— start Entries —

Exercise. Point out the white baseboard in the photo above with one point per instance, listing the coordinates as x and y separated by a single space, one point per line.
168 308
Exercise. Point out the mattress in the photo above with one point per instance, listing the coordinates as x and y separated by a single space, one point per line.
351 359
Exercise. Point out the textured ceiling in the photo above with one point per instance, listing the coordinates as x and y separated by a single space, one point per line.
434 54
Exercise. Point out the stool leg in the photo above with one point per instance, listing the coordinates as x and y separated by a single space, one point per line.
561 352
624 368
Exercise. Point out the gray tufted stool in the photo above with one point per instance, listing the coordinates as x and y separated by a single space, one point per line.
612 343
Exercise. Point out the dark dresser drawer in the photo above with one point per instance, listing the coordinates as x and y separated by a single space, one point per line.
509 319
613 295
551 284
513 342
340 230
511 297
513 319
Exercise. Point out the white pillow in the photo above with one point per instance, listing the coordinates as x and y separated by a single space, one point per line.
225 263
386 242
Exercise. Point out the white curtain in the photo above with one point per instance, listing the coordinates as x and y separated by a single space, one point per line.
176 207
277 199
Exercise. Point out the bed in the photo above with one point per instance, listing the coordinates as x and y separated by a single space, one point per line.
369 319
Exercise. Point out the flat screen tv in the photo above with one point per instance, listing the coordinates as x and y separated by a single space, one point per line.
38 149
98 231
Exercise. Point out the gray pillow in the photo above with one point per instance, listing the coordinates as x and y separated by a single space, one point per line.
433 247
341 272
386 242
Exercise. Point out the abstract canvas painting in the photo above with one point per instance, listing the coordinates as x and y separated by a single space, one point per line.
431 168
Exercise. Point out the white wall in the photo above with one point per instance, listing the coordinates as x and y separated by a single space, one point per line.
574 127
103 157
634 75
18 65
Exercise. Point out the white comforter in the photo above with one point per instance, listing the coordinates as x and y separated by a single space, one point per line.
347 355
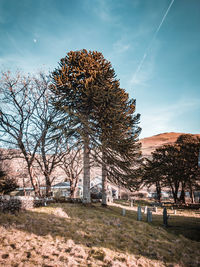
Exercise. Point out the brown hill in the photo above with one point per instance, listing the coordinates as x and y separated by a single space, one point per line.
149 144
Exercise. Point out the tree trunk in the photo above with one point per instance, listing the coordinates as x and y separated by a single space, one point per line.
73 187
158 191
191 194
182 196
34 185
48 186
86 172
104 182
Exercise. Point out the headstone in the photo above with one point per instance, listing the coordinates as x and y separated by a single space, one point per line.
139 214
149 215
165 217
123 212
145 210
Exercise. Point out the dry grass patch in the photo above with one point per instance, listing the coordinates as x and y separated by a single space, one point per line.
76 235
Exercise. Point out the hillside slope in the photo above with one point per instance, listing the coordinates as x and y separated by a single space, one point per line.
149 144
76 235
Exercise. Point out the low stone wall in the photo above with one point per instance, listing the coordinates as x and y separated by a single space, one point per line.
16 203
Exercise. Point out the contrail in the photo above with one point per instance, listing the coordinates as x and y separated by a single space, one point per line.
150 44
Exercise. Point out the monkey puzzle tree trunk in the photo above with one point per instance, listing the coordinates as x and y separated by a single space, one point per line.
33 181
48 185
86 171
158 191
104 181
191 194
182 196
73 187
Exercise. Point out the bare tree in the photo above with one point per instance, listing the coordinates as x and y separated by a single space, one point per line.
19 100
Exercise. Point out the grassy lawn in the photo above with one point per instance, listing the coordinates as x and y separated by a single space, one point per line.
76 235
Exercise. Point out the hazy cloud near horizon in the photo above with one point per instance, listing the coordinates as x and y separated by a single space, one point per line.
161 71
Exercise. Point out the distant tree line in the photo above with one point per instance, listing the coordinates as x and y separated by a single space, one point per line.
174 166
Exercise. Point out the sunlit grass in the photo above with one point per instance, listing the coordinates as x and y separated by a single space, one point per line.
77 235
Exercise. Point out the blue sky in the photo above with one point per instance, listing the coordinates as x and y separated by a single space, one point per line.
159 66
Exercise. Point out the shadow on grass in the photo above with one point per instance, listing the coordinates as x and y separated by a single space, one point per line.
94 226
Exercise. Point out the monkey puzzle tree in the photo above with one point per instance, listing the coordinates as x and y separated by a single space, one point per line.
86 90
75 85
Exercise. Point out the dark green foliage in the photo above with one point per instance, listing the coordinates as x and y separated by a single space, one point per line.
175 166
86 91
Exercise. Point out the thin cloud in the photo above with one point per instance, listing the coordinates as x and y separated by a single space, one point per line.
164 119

— end Entries —
— start Entries —

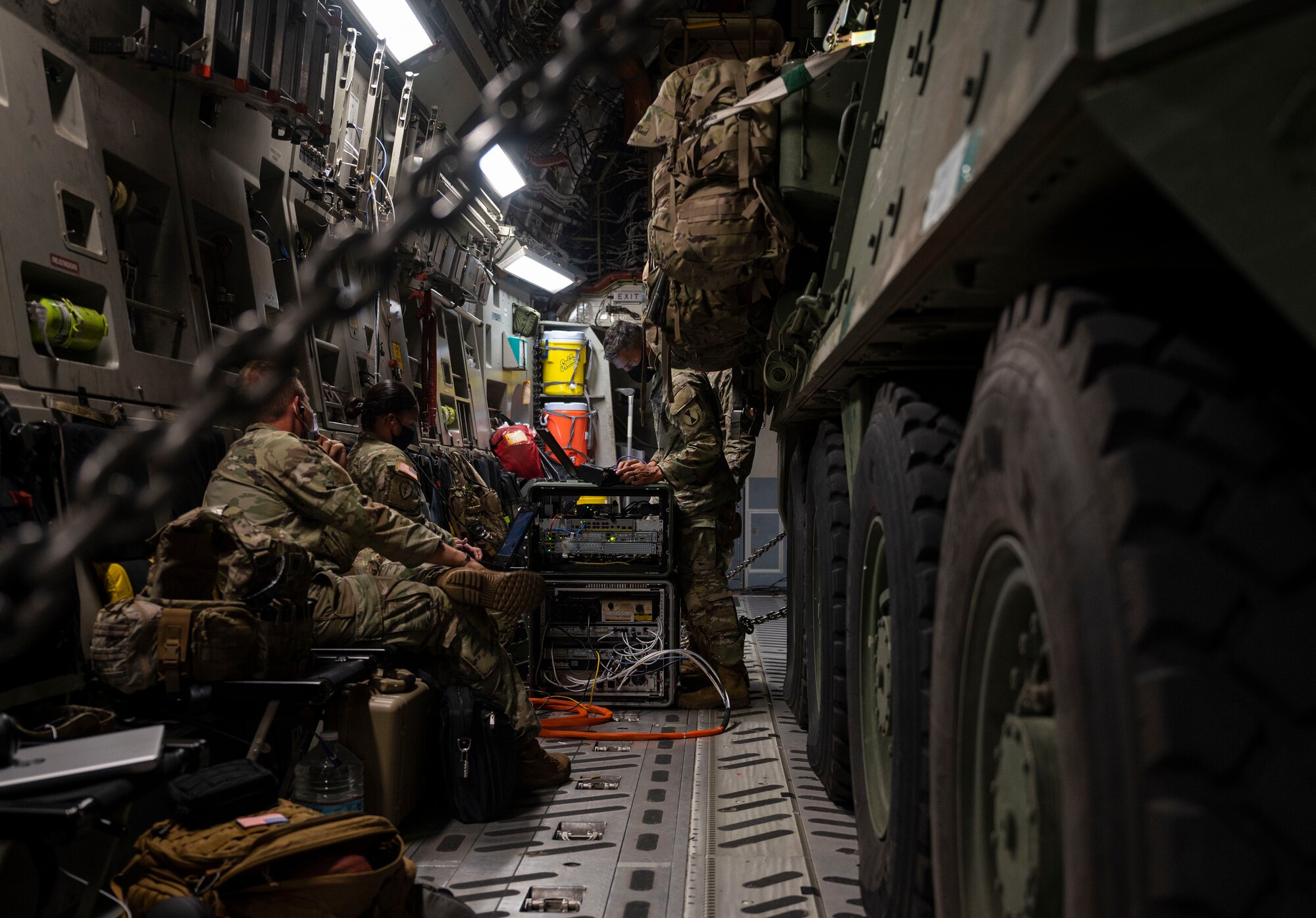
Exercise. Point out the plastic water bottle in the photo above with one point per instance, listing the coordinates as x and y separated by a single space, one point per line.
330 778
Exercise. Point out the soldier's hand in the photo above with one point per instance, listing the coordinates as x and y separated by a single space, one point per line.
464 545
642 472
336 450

— end Entries —

**The exercise:**
Return every line of the items above that contains the word "shadow", copying each line in full. Case counts.

**Problem solution:**
Exercise. Point out the shadow on grass in the photo above with one point per instance, listing the coordinates as x and y separated by a single space, one point per line.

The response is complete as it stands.